Locate every line in the listing below that contains the string "Target", and copy each such line. Treat case as significant.

■ DATASET EXCERPTS:
━━━━
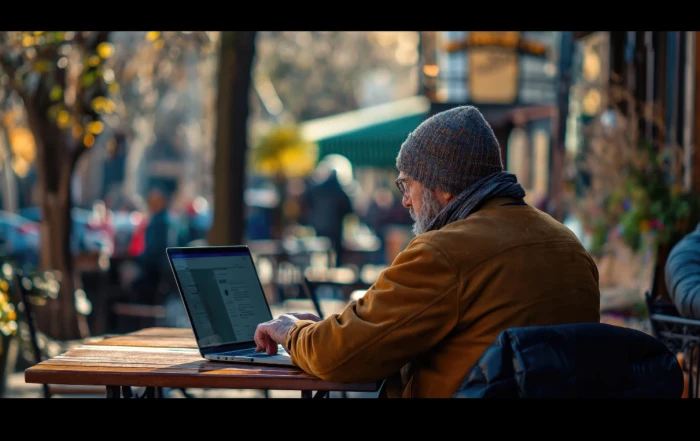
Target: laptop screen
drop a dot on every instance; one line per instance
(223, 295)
━━━━
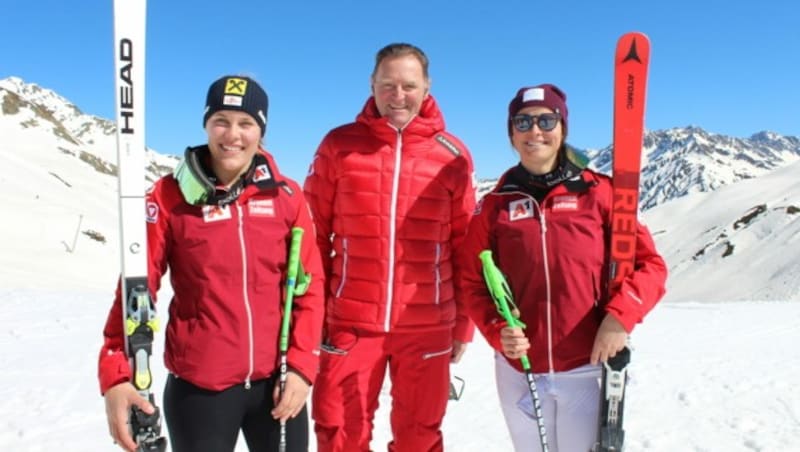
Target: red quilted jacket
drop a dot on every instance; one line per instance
━━━━
■ EXERCISE SOLUTION:
Target: laptop screen
Target: red quilted jacket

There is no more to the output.